• LIST OF TASKS
1: For the post about connecting to a JMX server, say whether each statement agrees with it, answering yes or no and quoting the deciding words: (a) The writer can telnet to the open ports. (b) The hosts file maps vapidflats.com to 127.0.1.1. (c) The sudo error shows up when the writer runs sudo.
2: Print the part of the JMX post that opens with the words containing "# The following" and closes with "placed in it.".

• EXTRACT PROVIDED
--- begin ---
I am attempting to connect to my server from home to get stats for my java application. I have all the needed ports open and I am able to telnet to the ports but no matter what I do I cant connect to the JMX Server after its running.

I was told it might be because of my hosts file, and something to do with my domain. I have had an error show up when one of my admins uses sudo and it might be related.


127.0.0.1 localhost
127.0.1.1 vapidflats.com vapidflats
127.0.0.1 BukkitServer localhost.localdomain localhost
216.22.20.194 vapidflats.com MC

# The following lines are desirable for IPv6 capable hosts
::1 localhost ip6-localhost ip6-loopback
fe00::0 ip6-localnet
ff00::0 ip6-mcastprefix
ff02::1 ip6-allnodes
ff02::2 ip6-allrouters

If anyone can tell me how to confirm this is setup correctly that would help a bunch. I am just a bit confused on this file and what needs to be placed in it.
--- end ---
• INFORMATION PROVIDED
--- begin ---
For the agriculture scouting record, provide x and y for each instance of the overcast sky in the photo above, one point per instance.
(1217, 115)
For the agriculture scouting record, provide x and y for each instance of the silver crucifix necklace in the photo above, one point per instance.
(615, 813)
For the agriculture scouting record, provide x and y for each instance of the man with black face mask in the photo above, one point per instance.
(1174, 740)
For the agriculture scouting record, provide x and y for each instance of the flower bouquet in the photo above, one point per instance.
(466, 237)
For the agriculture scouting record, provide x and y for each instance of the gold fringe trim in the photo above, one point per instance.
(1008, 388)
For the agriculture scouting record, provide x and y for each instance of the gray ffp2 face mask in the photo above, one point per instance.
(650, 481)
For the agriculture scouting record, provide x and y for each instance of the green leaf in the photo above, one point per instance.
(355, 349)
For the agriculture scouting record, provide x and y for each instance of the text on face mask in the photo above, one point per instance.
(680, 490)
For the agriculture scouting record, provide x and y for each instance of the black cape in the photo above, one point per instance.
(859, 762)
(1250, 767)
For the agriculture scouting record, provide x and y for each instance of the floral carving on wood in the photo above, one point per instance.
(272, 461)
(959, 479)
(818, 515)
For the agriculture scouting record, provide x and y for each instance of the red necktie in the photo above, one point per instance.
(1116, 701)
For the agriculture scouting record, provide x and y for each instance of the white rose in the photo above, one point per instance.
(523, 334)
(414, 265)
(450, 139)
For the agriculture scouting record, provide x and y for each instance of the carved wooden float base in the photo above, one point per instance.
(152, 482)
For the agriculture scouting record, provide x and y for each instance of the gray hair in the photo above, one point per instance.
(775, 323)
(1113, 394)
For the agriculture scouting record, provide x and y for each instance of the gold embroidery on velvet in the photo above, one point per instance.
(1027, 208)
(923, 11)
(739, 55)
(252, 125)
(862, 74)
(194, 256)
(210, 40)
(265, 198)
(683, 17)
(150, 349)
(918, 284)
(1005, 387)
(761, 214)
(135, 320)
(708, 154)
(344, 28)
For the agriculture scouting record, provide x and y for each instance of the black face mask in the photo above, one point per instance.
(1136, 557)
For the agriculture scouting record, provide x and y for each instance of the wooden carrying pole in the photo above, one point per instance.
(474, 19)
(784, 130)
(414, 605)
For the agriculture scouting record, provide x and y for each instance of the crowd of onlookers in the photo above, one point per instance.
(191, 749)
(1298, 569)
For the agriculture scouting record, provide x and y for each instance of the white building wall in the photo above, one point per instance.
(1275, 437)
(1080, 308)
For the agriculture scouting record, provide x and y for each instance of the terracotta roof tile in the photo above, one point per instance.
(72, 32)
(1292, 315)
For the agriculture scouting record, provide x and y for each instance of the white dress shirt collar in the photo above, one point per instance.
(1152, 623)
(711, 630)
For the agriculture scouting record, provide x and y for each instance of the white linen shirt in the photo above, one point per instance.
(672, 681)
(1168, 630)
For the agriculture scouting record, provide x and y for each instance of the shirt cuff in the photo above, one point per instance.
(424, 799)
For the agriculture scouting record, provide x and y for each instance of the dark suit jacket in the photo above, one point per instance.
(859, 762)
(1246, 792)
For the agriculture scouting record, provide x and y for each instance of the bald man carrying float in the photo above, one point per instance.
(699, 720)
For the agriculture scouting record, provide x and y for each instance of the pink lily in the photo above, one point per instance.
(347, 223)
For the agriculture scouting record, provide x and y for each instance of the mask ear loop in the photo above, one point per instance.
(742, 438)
--- end ---
--- begin ---
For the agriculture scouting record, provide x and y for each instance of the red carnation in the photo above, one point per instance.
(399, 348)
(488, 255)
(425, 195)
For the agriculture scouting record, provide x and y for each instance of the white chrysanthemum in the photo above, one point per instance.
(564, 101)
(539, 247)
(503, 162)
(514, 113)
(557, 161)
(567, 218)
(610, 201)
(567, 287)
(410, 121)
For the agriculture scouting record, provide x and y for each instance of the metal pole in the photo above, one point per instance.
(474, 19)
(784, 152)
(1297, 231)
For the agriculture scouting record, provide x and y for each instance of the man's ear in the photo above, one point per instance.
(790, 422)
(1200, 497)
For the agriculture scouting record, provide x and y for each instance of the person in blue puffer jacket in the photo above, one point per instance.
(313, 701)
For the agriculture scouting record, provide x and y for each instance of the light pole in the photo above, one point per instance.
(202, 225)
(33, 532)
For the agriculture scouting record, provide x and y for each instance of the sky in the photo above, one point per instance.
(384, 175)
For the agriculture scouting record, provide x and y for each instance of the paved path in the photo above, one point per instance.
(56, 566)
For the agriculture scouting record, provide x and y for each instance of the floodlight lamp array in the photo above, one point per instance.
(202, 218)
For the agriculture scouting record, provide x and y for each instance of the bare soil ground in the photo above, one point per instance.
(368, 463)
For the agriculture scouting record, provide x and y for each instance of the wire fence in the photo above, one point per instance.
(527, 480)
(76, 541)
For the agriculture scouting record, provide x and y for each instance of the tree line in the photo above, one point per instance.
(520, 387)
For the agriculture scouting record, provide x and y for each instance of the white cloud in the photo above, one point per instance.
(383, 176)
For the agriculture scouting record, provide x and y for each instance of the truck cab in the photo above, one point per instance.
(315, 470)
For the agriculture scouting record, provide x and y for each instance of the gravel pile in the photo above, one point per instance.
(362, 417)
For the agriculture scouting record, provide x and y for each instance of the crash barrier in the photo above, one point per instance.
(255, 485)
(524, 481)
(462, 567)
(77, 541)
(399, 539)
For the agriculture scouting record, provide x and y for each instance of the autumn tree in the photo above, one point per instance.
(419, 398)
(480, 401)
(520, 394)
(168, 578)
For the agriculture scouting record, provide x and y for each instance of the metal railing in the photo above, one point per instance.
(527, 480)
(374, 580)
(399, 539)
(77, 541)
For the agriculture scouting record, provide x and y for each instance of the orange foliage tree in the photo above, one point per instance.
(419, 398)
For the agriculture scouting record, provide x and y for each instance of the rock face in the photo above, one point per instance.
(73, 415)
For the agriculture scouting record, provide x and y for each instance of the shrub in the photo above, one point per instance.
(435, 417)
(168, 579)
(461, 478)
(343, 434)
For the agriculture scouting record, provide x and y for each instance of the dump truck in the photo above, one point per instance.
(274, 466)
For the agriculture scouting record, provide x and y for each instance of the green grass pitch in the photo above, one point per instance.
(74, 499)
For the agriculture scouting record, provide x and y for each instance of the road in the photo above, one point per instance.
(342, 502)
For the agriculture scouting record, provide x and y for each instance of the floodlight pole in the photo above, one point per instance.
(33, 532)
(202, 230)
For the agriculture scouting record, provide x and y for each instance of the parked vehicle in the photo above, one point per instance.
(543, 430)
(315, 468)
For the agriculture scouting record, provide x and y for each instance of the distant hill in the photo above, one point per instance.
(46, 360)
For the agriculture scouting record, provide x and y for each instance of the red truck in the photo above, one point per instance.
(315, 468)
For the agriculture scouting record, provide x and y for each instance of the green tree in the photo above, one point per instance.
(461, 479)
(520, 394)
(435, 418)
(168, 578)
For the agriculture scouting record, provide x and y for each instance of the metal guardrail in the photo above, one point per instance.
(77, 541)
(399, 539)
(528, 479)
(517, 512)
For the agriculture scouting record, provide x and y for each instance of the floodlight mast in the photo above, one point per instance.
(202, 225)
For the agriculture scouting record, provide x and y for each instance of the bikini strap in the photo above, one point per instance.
--- end ---
• THE SOLUTIONS
1:
(a) Yes: "I am able to telnet to the ports"
(b) Yes: "127.0.1.1 vapidflats.com vapidflats"
(c) No: "I have had an error show up when one of my admins uses sudo"

2:
# The following lines are desirable for IPv6 capable hosts
::1 localhost ip6-localhost ip6-loopback
fe00::0 ip6-localnet
ff00::0 ip6-mcastprefix
ff02::1 ip6-allnodes
ff02::2 ip6-allrouters

If anyone can tell me how to confirm this is setup correctly that would help a bunch. I am just a bit confused on this file and what needs to be placed in it.